• TO BE DONE: Reproduce the records below word for word, all of them, and omit the pictures from your answer.

• GIVEN ENTRIES:
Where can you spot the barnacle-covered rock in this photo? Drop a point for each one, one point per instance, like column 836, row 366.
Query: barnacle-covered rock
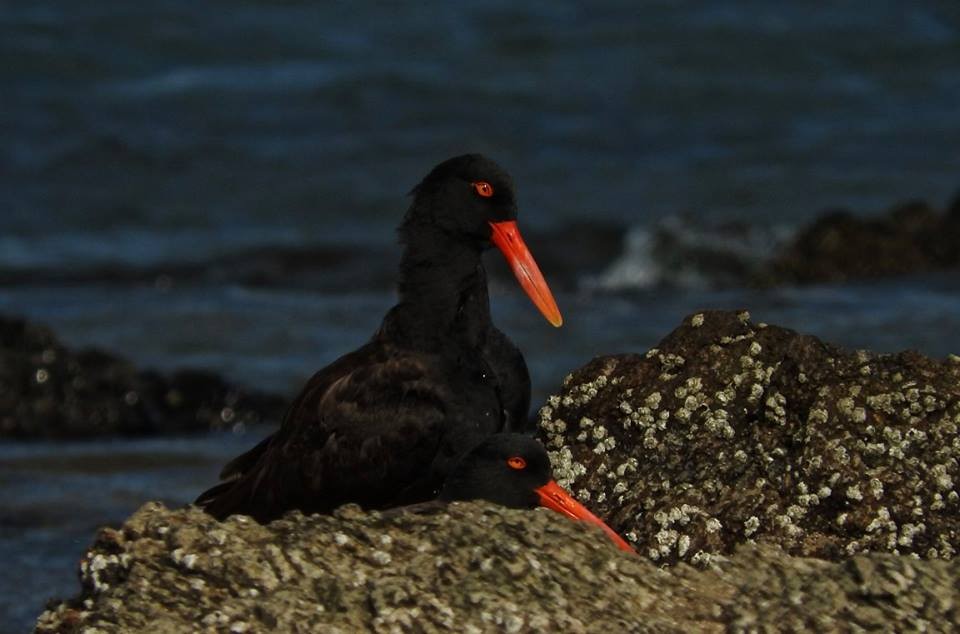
column 731, row 432
column 472, row 567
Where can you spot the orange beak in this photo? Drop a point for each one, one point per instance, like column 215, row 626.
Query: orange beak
column 556, row 499
column 507, row 238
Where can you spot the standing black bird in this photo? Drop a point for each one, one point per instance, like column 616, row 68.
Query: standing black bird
column 384, row 425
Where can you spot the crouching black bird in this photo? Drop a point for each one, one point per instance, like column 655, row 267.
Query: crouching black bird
column 513, row 470
column 384, row 425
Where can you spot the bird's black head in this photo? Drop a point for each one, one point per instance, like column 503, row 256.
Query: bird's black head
column 461, row 197
column 505, row 468
column 513, row 470
column 464, row 205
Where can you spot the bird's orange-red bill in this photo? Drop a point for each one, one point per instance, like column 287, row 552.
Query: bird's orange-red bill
column 507, row 238
column 555, row 498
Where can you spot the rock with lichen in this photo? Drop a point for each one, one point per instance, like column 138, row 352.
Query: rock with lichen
column 50, row 391
column 731, row 432
column 472, row 567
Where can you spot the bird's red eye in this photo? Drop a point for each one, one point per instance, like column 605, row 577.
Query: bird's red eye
column 483, row 188
column 516, row 462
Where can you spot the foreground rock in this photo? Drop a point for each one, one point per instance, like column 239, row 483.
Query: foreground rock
column 730, row 432
column 49, row 391
column 472, row 568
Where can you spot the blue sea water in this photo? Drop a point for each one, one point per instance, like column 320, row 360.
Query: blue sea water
column 216, row 185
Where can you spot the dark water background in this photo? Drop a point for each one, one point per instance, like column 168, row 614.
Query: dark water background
column 215, row 184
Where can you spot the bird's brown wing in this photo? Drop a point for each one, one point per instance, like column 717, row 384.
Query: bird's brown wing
column 366, row 429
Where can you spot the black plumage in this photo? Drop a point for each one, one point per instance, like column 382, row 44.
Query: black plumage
column 384, row 425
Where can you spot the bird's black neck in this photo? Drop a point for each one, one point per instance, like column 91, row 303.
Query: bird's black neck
column 443, row 292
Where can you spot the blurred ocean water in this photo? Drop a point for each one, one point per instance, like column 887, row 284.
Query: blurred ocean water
column 217, row 184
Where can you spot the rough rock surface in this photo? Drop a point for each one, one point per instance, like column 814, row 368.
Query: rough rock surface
column 731, row 432
column 50, row 391
column 471, row 568
column 911, row 238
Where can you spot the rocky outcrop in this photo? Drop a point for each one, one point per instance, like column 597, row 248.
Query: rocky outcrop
column 471, row 568
column 730, row 432
column 50, row 391
column 911, row 238
column 770, row 482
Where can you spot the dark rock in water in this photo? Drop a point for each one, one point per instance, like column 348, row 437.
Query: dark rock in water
column 730, row 432
column 838, row 246
column 738, row 447
column 49, row 391
column 473, row 567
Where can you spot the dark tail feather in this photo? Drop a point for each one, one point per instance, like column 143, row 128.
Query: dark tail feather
column 222, row 500
column 244, row 462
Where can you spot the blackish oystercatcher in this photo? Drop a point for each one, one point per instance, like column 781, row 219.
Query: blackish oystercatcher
column 513, row 470
column 383, row 426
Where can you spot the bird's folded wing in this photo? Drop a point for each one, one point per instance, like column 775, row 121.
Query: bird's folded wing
column 369, row 436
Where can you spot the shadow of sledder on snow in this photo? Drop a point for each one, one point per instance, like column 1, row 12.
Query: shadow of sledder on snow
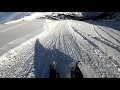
column 43, row 58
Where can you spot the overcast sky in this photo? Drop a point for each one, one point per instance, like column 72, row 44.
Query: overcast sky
column 8, row 16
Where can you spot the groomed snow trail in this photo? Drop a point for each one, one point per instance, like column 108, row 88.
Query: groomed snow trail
column 64, row 43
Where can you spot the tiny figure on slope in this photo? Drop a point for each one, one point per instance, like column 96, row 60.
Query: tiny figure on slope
column 53, row 74
column 76, row 73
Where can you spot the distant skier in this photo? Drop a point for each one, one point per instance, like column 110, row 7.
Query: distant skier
column 72, row 73
column 77, row 72
column 52, row 73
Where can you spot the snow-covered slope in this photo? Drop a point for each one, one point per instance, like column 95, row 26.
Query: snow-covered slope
column 95, row 44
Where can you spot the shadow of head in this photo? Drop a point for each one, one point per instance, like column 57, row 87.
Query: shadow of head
column 43, row 58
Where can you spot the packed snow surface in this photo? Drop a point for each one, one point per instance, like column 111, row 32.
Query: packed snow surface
column 95, row 44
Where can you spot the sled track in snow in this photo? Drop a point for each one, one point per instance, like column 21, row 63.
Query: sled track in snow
column 62, row 45
column 104, row 65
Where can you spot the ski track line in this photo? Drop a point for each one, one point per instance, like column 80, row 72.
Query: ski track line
column 108, row 34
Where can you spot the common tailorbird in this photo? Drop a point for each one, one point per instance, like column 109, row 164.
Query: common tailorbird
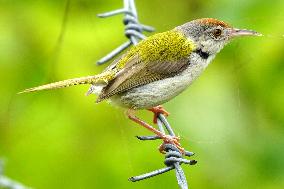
column 158, row 68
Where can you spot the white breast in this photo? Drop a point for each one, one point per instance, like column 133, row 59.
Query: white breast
column 159, row 92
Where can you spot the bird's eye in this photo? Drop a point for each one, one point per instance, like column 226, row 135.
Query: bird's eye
column 217, row 33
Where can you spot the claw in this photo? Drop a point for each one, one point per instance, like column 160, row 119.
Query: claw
column 158, row 110
column 174, row 140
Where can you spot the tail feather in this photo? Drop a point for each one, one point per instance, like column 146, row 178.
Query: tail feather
column 101, row 78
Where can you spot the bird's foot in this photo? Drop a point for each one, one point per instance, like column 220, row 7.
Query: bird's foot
column 174, row 140
column 158, row 110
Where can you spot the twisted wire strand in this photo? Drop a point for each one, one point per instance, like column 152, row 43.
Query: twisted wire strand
column 133, row 29
column 173, row 157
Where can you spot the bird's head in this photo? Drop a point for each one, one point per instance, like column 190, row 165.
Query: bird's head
column 211, row 35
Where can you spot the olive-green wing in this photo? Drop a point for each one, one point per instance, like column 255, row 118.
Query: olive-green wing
column 137, row 73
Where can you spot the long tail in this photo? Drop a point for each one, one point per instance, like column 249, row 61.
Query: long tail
column 101, row 78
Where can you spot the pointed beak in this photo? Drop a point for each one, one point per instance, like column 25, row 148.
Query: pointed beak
column 243, row 32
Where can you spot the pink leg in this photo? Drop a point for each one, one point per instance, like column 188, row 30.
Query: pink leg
column 166, row 138
column 158, row 110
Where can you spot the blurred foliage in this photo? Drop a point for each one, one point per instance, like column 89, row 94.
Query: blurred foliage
column 232, row 117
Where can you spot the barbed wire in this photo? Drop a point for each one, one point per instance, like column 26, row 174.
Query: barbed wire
column 173, row 157
column 7, row 183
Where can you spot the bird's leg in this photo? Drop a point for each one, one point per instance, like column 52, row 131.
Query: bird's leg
column 168, row 139
column 158, row 110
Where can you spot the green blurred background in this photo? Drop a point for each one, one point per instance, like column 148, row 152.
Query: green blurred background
column 232, row 117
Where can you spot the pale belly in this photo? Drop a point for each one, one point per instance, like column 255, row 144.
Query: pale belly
column 158, row 92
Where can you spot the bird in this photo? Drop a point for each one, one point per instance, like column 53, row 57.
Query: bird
column 158, row 69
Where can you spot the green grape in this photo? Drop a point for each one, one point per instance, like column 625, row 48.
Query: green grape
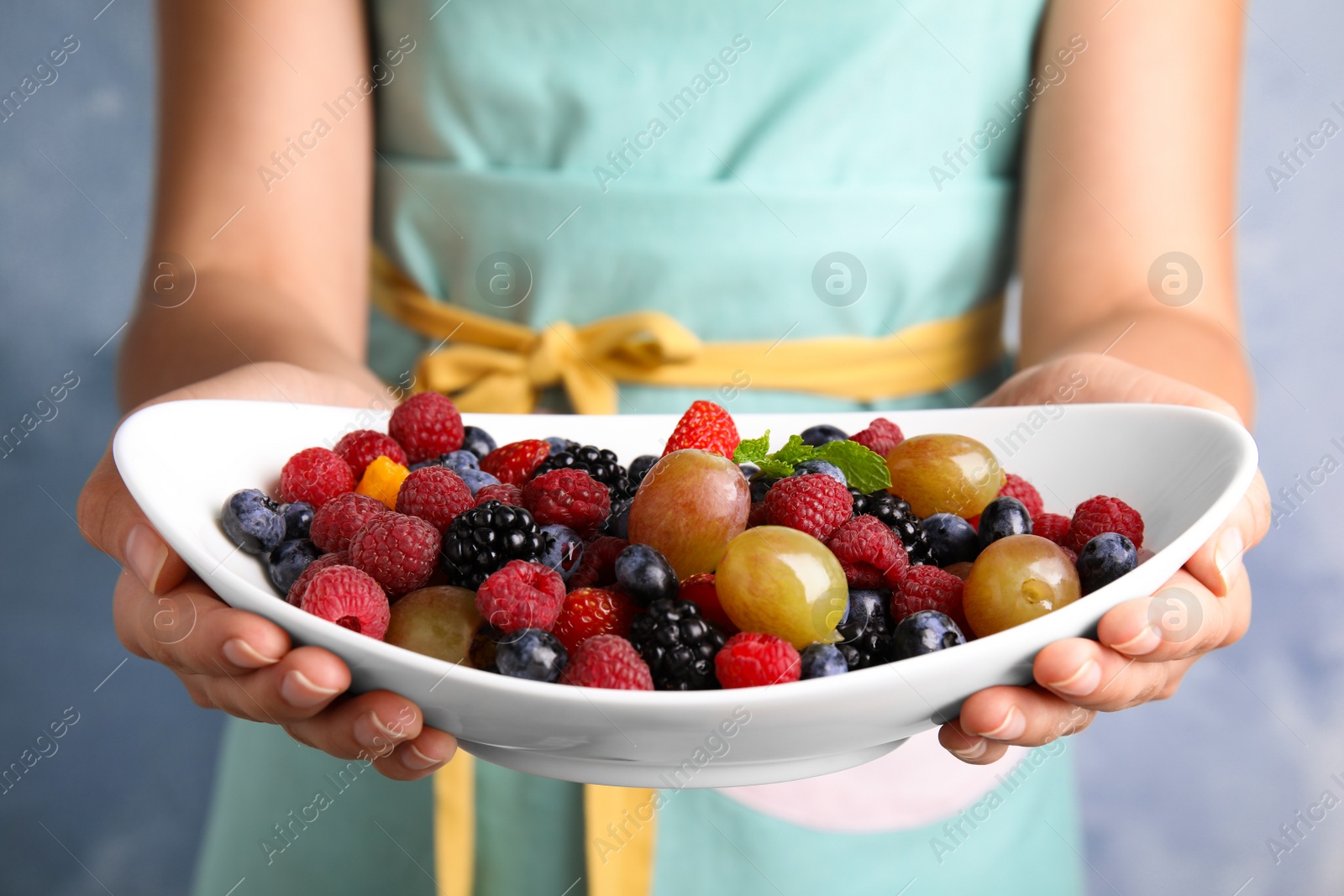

• COMPLETED TASK:
Where can you spot the barnacle-covered rock in this photo? Drop a point for each one, one point per instance, like column 836, row 366.
Query: barnacle-covered rock
column 731, row 432
column 472, row 567
Where can you spot the orange beak in this photo? Drop a point for each one, one point per instance, like column 215, row 626.
Query: orange beak
column 556, row 499
column 507, row 238
Where can you spot the standing black bird in this photo? Drop a point for each one, one point per instance, like column 616, row 68.
Query: standing black bird
column 384, row 425
Where can you spot the crouching black bird in this photo? Drop a point for each one, one point per instance, like column 655, row 267.
Query: crouching black bird
column 513, row 470
column 384, row 425
Where can you spot the bird's black head in this photo? Drop a point for each one, one point per instance, like column 503, row 256.
Query: bird's black head
column 461, row 197
column 505, row 468
column 513, row 470
column 464, row 205
Where can you spot the bird's orange-red bill in this photo? Drop a point for each one, one point per instance, like column 287, row 552.
Query: bird's orange-red bill
column 507, row 238
column 555, row 498
Where can you spot the rock with lichen in this photo? Drop a point for each one, one point per instance, like column 138, row 352.
Query: rock with lichen
column 50, row 391
column 731, row 432
column 472, row 567
Where can you spot the bird's red eye in this photo? Drop a point for each one, one point per instance, like column 605, row 577.
Query: bird's red eye
column 483, row 188
column 516, row 462
Where can you spot the foreground rock in this photo? Drop a point for each one, one point per instance, like column 239, row 483.
Query: foreground rock
column 730, row 432
column 49, row 391
column 472, row 568
Where can you spot the blue sea water in this photo? Drop a point for each one, one point per instance, like column 320, row 360.
Query: blue sea water
column 216, row 185
Where can you spot the dark water background in this photo? Drop a point for each one, one point per instance, like column 168, row 614.
Query: dark water background
column 215, row 184
Where can you spot the bird's brown wing in this photo? Drop a point for each one, one point per instance, like column 717, row 384.
Query: bird's brown wing
column 366, row 429
Where can you spot the black plumage in this photo? Drop a point for each one, one point per instance, like column 382, row 44.
Query: black plumage
column 384, row 425
Where can you spot the bird's black neck in this photo? Drop a point for each one, one point per instance, like column 91, row 303.
Query: bird's black neck
column 443, row 292
Where can you spot the blurred ocean water in this photo? Drop a point for each one, one point per instance, like column 887, row 284.
Query: blurred ocean water
column 217, row 184
Where can you spot the rough rock surface in this photo? Drop a point for each one, one point per instance, like column 814, row 368.
Query: rough rock surface
column 731, row 432
column 50, row 391
column 471, row 568
column 911, row 238
Where can you spot the rocky outcrop in this photo? Drop a point for each one, one point per instance, like column 597, row 248.
Query: rocky outcrop
column 471, row 568
column 730, row 432
column 50, row 391
column 911, row 238
column 770, row 482
Where can you spot the dark rock in water in this photo? Drop a point for each one, one point per instance, like column 348, row 437.
Query: dark rock in water
column 730, row 432
column 838, row 246
column 738, row 447
column 49, row 391
column 473, row 567
Where can you spot the dark tail feather in this photo? Drop a point for each one, one point per instance, like column 143, row 128.
Query: dark tail feather
column 222, row 500
column 244, row 462
Where can you spot the blackish oystercatcher in this photo? Drop a point for each one, one point per instance, like column 781, row 219.
Query: blackish oystercatcher
column 513, row 470
column 383, row 426
Where can you spot the bird's folded wing in this photo? Drop a point for each one, one point per instance, like column 775, row 121.
Query: bird's folded wing
column 369, row 436
Where can you spot the shadow of sledder on snow in this photo? Drop a point for each one, one point per instance, like column 1, row 12.
Query: shadow of sledder on snow
column 43, row 58
Where can you spot the overcast sky in this photo? Drop a point for each one, one point per instance, like column 72, row 44.
Query: overcast sky
column 8, row 16
Where can you spot the groomed snow trail in this photo? Drop a point for each one, one point per instance, like column 108, row 88.
Query: groomed snow trail
column 64, row 43
Where can you spot the tiny figure on slope in this photo? Drop a point for each one, one point per instance, like column 96, row 60.
Query: tiny figure on slope
column 53, row 74
column 76, row 73
Where can you spot the distant skier in this photo? Drop a point for each one, one point per instance, like column 110, row 7.
Query: distant skier
column 72, row 73
column 77, row 72
column 52, row 73
Where can you spot the snow-covered slope in this photo? Drop a point for each one, one point per instance, like column 95, row 26.
Query: snow-covered slope
column 95, row 44
Where can you spot the shadow of head in this photo? Drop a point for each one, one point per instance, like column 57, row 87.
Query: shadow of head
column 43, row 58
Where can you spot the packed snow surface in this photo? Drop a point for each one, one point per instance, like column 111, row 32.
Query: packed snow surface
column 95, row 44
Where can you spot the sled track in snow in this photo? Drop a point for each one, one point per instance, like column 21, row 63.
Query: sled track in snow
column 62, row 45
column 104, row 65
Where can you spot the ski track line in this photo? Drop a point for each one, one point per instance, like column 80, row 72.
Query: ski track line
column 108, row 34
Where can you spot the common tailorbird in this photo? Drop a point for each one, one point per instance, like column 109, row 164.
Query: common tailorbird
column 158, row 68
Where can you spot the white breast in this photo? Drop a point for each one, one point per instance, like column 133, row 59.
Query: white breast
column 159, row 92
Where can you spot the bird's eye in this photo? Drop a point for each one, one point per instance, like column 226, row 135.
Query: bird's eye
column 217, row 33
Where can you spot the claw in this photo? Drop a point for each one, one point per instance, like column 160, row 119.
Query: claw
column 158, row 110
column 174, row 140
Where can you spot the tail feather in this photo? Drop a point for each one, one point per instance, like column 146, row 178.
Query: tail feather
column 101, row 78
Where can you spot the bird's foot in this photo? Drop a point for each one, one point per instance, like column 220, row 7.
Query: bird's foot
column 174, row 140
column 158, row 110
Where can you spot the twisted wire strand in this photo? Drop a point for each one, one point per instance, like column 152, row 43.
Query: twisted wire strand
column 133, row 29
column 173, row 157
Where can you spot the bird's head in this photo? Drop a point for each one, one point per instance, like column 190, row 165.
Query: bird's head
column 211, row 35
Where can you spot the olive-green wing in this photo? Drop a point for each one, one point per instance, like column 255, row 118.
Query: olive-green wing
column 137, row 73
Where can you spot the long tail in this photo? Drop a point for each one, one point per instance, like column 249, row 61.
Query: long tail
column 101, row 78
Where can you spot the pointed beak in this photo? Drop a point for each one, one point per instance, like column 25, row 148.
Query: pointed beak
column 243, row 32
Where can you spot the pink leg in this photo? Drop a point for each one, one point per instance, like column 188, row 30.
Query: pink leg
column 166, row 138
column 158, row 110
Where can you spot the blurred foliage in this photo? Drop a point for each one, one point per instance, like column 89, row 94.
Query: blurred foliage
column 232, row 117
Where can you spot the barbed wire in this photo? Drop a point for each one, one point per instance, like column 26, row 174.
Query: barbed wire
column 173, row 157
column 7, row 183
Where can you spot the bird's leg in this photo? Drop a point for each one, one point per instance, like column 52, row 131.
Query: bird's leg
column 168, row 139
column 158, row 110
Where can you spot the green blurred background in this photo? Drop a point for each one, one point per instance, like column 148, row 152.
Query: green blurred background
column 232, row 117
Where can you spot the pale belly in this photo? Drop a point for each one, one point per instance, like column 255, row 144.
Query: pale belly
column 158, row 92
Where can you spot the bird in this photo? Drop a point for each one, one point per instance, like column 53, row 57.
Query: bird
column 158, row 69
Where can you spot the green grape in this photo? Drop a point for each one, one point per instance, like column 625, row 48.
Query: green grape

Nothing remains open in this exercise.